Hundreds of protesters have been injured in clashes with Israeli forces, and one Palestinian citizen of Israel was killed. Across the border in Gaza, Hamas militants launched long-range rockets, striking western sections of Jerusalem, Tel Aviv and other cities, something that hasn’t happened outside of major invasions of the Gaza Strip. Airstrikes by Israeli forces on Tuesday reportedly killed 28 Palestinians in Gaza, including many children.
Do the clashes in Sheikh Jarrah mark a new Palestinian strategy, linking communities beyond Jerusalem in protest? Here’s what you need to know.
What prompted the initial protests?
The families in the Sheikh Jarrah neighborhood bought their land and built their homes, residing there for decades, following their expulsion from other parts of the country in 1948. But now eight Palestinian households face expulsion, part of several legal challenges from a U.S.-based settler organization that disputes who owns the land.
The Sheikh Jarrah protests mobilized young Palestinians. Youths from this neighborhood have grown up under the threat of displacement, and have taken the lead in the protest campaign. They used social media to provide around-the-clock reporting of every altercation and act of violence, connecting with Palestinian citizens of Israel to a degree we have not seen in recent years — see examples here, here and here.

Required work:
Reproduce the passage on the Sheikh Jarrah protests from "Hundreds of protesters" up to and including "need to know.", substituting "missiles" for each occurrence of "rockets".

Extracted information:
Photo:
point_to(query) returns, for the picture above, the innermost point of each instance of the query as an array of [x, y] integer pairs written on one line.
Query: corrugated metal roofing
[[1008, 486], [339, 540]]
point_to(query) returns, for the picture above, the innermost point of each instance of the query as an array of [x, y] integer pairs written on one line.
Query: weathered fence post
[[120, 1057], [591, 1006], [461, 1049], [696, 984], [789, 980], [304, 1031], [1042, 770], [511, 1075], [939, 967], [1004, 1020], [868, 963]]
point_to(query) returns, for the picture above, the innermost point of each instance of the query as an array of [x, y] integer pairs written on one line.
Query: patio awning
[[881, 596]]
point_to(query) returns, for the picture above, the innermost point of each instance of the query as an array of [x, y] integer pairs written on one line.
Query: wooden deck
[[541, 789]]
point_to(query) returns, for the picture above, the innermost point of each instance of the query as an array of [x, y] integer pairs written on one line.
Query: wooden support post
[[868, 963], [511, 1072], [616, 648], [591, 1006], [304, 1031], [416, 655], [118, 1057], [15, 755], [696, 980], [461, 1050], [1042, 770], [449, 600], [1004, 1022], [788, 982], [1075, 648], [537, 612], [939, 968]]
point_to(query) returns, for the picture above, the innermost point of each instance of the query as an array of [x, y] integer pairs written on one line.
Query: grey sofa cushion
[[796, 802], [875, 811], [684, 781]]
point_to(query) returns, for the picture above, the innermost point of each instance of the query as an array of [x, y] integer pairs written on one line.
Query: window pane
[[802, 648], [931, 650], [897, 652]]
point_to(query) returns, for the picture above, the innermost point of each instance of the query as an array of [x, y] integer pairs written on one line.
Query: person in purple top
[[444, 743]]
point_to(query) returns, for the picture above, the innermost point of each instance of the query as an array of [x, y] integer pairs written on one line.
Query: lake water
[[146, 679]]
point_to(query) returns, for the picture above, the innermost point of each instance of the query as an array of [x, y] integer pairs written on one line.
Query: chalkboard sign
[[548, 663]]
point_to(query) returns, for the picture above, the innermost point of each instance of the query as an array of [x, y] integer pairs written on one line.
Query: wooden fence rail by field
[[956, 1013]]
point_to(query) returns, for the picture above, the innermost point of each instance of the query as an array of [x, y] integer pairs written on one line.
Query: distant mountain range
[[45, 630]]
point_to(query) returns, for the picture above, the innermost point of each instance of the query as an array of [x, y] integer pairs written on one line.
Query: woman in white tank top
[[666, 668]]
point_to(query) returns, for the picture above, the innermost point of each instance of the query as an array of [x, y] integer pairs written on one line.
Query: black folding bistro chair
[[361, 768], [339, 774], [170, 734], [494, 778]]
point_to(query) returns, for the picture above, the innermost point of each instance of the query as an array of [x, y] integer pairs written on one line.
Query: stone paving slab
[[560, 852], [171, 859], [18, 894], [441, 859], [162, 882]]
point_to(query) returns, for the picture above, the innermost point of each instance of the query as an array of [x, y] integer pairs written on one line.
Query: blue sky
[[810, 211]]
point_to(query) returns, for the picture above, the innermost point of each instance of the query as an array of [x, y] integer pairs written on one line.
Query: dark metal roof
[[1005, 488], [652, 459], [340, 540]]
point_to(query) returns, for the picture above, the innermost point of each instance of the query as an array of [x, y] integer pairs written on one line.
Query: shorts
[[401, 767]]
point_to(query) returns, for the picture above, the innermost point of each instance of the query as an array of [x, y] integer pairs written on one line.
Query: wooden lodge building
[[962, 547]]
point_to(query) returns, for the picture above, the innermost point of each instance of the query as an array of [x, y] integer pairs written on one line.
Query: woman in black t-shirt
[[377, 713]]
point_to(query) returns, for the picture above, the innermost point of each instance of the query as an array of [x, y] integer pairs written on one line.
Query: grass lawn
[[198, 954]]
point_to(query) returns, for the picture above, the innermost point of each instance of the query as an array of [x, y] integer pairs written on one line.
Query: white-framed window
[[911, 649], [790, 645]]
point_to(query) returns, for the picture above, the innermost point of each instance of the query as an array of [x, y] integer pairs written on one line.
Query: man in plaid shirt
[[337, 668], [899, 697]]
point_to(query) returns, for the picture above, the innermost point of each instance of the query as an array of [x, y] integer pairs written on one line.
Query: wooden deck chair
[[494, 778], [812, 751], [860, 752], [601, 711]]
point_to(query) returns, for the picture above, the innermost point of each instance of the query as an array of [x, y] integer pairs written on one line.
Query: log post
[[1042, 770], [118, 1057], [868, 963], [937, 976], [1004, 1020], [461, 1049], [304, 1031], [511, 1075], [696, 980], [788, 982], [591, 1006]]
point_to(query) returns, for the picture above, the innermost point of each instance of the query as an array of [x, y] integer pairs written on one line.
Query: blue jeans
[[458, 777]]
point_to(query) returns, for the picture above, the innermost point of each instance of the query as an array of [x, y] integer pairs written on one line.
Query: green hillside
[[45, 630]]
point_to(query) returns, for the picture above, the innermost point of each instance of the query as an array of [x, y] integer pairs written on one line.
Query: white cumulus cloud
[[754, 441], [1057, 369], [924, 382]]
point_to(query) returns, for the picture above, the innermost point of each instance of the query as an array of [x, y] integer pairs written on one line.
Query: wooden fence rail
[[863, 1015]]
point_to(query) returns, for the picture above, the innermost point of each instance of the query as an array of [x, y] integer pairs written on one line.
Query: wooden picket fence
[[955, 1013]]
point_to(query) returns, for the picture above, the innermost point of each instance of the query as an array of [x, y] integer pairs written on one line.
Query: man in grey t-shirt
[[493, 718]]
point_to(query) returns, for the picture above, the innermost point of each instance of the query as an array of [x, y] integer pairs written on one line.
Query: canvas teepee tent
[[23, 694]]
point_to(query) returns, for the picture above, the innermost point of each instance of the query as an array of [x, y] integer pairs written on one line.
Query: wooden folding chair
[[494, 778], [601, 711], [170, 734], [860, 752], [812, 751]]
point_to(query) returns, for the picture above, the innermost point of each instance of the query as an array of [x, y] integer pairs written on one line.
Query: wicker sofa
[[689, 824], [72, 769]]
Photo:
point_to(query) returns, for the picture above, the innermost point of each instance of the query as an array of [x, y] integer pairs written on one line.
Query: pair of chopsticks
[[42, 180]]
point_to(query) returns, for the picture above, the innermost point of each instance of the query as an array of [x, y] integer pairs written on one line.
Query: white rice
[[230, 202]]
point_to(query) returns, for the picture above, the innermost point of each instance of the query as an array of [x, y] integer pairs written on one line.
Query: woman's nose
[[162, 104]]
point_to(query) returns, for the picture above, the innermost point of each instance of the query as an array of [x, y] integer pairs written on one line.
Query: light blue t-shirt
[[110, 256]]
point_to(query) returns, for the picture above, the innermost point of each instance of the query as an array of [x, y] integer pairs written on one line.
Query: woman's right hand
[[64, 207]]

Answer to the exercise:
Hundreds of protesters have been injured in clashes with Israeli forces, and one Palestinian citizen of Israel was killed. Across the border in Gaza, Hamas militants launched long-range missiles, striking western sections of Jerusalem, Tel Aviv and other cities, something that hasn’t happened outside of major invasions of the Gaza Strip. Airstrikes by Israeli forces on Tuesday reportedly killed 28 Palestinians in Gaza, including many children.
Do the clashes in Sheikh Jarrah mark a new Palestinian strategy, linking communities beyond Jerusalem in protest? Here’s what you need to know.